▶ **Aim**
Copy the stretch of the records below from the line that contains "[mark] light blue cap" through the end of the records, keeping every line unchanged. Leave out the pictures.

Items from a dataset

- - - - -

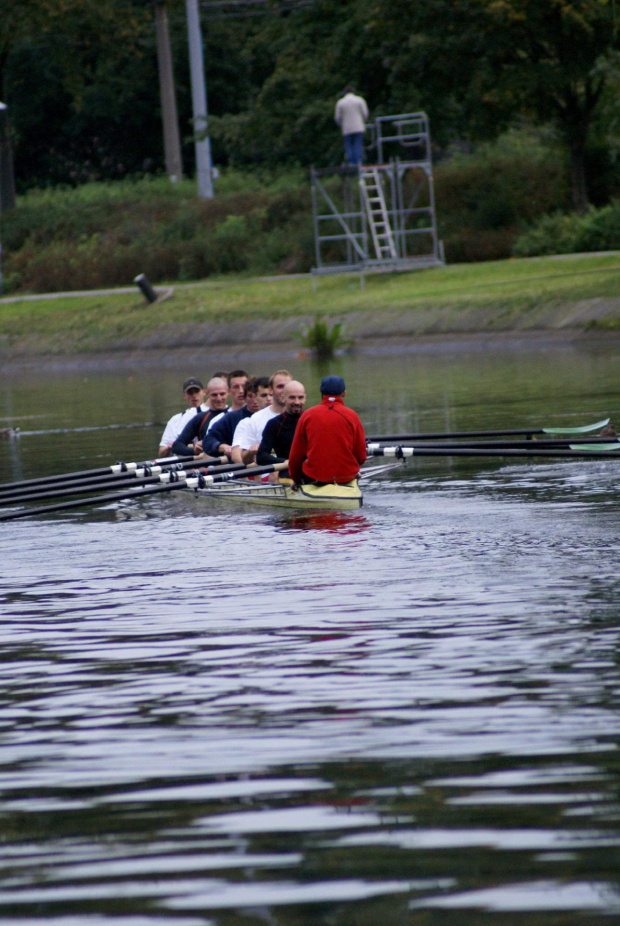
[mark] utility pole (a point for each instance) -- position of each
(199, 102)
(7, 180)
(170, 119)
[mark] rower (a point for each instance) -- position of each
(219, 438)
(236, 385)
(190, 439)
(194, 393)
(275, 445)
(329, 444)
(248, 432)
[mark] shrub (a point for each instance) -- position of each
(598, 230)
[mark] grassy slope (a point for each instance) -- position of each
(576, 291)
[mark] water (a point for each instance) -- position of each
(402, 715)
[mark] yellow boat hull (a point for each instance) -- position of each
(329, 497)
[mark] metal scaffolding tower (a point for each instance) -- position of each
(379, 216)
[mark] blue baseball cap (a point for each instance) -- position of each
(332, 385)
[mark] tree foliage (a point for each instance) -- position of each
(80, 77)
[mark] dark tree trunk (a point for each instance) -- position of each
(579, 187)
(7, 176)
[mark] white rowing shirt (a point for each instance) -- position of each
(250, 430)
(176, 425)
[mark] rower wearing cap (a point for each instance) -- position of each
(329, 444)
(194, 393)
(190, 439)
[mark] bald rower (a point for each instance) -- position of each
(279, 432)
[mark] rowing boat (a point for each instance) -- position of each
(329, 497)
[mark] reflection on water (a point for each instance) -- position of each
(337, 522)
(406, 714)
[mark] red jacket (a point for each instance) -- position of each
(329, 443)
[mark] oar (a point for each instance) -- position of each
(115, 470)
(603, 443)
(141, 477)
(401, 452)
(192, 482)
(449, 435)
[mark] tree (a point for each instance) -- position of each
(489, 60)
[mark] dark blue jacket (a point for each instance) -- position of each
(223, 430)
(277, 438)
(196, 427)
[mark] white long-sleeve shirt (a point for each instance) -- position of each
(351, 113)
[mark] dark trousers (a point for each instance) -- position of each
(354, 148)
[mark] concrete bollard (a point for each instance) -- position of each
(145, 288)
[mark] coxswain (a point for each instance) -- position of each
(249, 432)
(194, 394)
(275, 445)
(190, 439)
(219, 438)
(329, 444)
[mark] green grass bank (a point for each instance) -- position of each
(577, 293)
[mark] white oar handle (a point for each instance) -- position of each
(380, 450)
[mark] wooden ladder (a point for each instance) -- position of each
(378, 219)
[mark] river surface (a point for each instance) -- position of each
(406, 715)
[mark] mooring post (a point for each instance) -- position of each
(145, 288)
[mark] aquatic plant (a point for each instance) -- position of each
(323, 340)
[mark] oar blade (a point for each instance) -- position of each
(593, 448)
(597, 426)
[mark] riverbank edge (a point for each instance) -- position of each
(373, 334)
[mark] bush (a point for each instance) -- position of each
(484, 198)
(598, 230)
(104, 234)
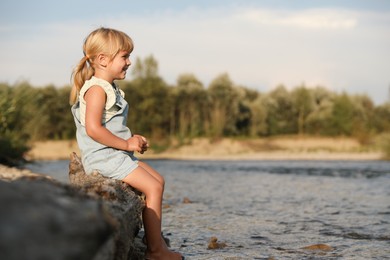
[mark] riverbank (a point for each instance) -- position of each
(275, 148)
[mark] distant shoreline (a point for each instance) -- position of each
(281, 148)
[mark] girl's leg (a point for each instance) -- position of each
(153, 188)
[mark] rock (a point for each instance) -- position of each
(186, 200)
(43, 219)
(93, 218)
(122, 204)
(213, 244)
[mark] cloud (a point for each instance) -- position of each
(308, 19)
(259, 48)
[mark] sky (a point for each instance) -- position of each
(343, 45)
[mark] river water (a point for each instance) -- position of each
(272, 209)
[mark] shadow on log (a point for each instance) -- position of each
(122, 205)
(93, 218)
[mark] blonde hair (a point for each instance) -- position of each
(100, 41)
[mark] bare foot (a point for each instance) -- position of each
(163, 255)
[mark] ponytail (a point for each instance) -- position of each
(102, 40)
(81, 73)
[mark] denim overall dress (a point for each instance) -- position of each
(110, 162)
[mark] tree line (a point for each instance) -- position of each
(188, 109)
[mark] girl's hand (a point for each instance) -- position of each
(137, 143)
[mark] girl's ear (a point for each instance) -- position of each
(102, 60)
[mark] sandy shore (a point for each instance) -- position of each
(281, 148)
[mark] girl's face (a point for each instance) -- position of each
(118, 66)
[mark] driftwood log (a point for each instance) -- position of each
(122, 205)
(93, 218)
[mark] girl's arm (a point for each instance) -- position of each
(96, 100)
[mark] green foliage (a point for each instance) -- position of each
(188, 109)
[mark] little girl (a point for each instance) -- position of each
(106, 143)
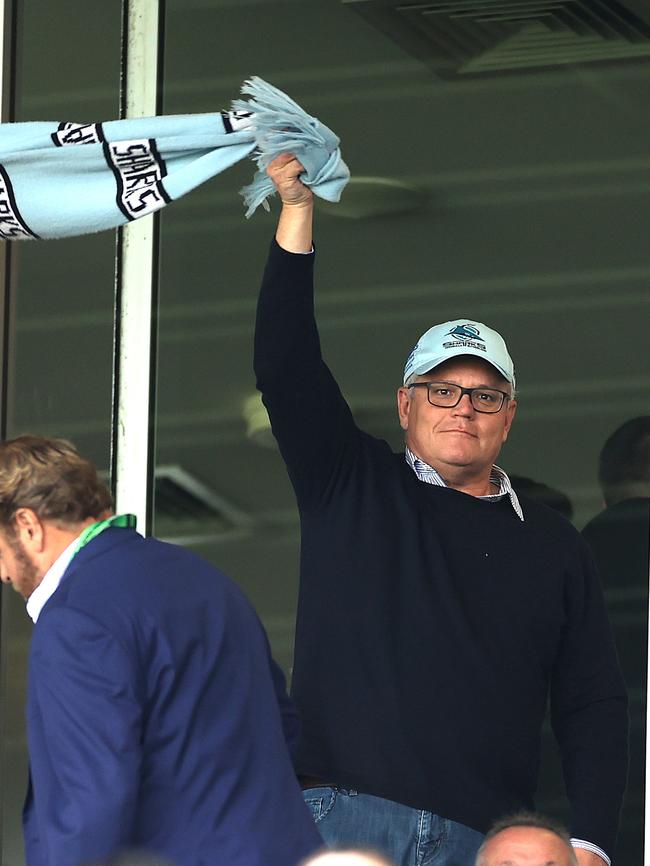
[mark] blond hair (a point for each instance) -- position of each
(50, 477)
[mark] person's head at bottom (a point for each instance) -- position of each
(526, 839)
(347, 857)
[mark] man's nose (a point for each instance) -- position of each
(464, 406)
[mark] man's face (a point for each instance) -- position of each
(16, 566)
(526, 846)
(458, 440)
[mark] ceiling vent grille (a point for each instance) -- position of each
(482, 37)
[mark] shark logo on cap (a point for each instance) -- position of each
(465, 332)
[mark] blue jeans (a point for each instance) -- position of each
(408, 837)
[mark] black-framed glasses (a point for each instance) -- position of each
(446, 395)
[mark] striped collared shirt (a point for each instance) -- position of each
(498, 477)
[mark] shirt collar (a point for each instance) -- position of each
(50, 583)
(498, 477)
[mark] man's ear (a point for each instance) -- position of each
(30, 529)
(511, 411)
(403, 406)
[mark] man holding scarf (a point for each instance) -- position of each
(437, 611)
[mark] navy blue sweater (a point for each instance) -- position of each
(432, 625)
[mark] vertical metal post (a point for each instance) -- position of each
(7, 101)
(646, 845)
(137, 282)
(8, 29)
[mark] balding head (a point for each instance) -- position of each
(526, 840)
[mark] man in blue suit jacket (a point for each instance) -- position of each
(156, 716)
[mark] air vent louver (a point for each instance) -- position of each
(480, 37)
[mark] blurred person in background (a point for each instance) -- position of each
(156, 718)
(526, 839)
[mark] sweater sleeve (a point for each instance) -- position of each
(309, 416)
(589, 710)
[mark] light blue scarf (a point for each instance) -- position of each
(64, 179)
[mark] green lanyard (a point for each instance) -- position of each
(124, 521)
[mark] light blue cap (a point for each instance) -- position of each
(459, 337)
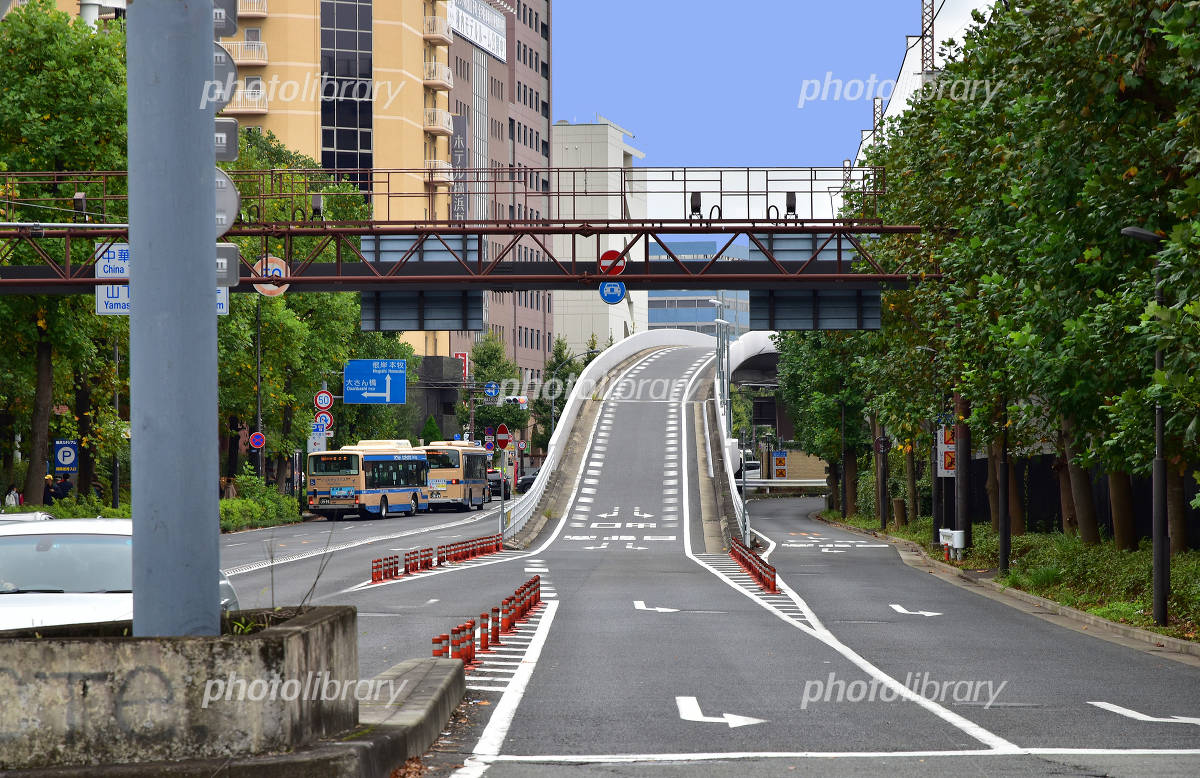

- - - - -

▶ **Task output**
[mark] light blue cap (a point for each instance) -- position of each
(459, 337)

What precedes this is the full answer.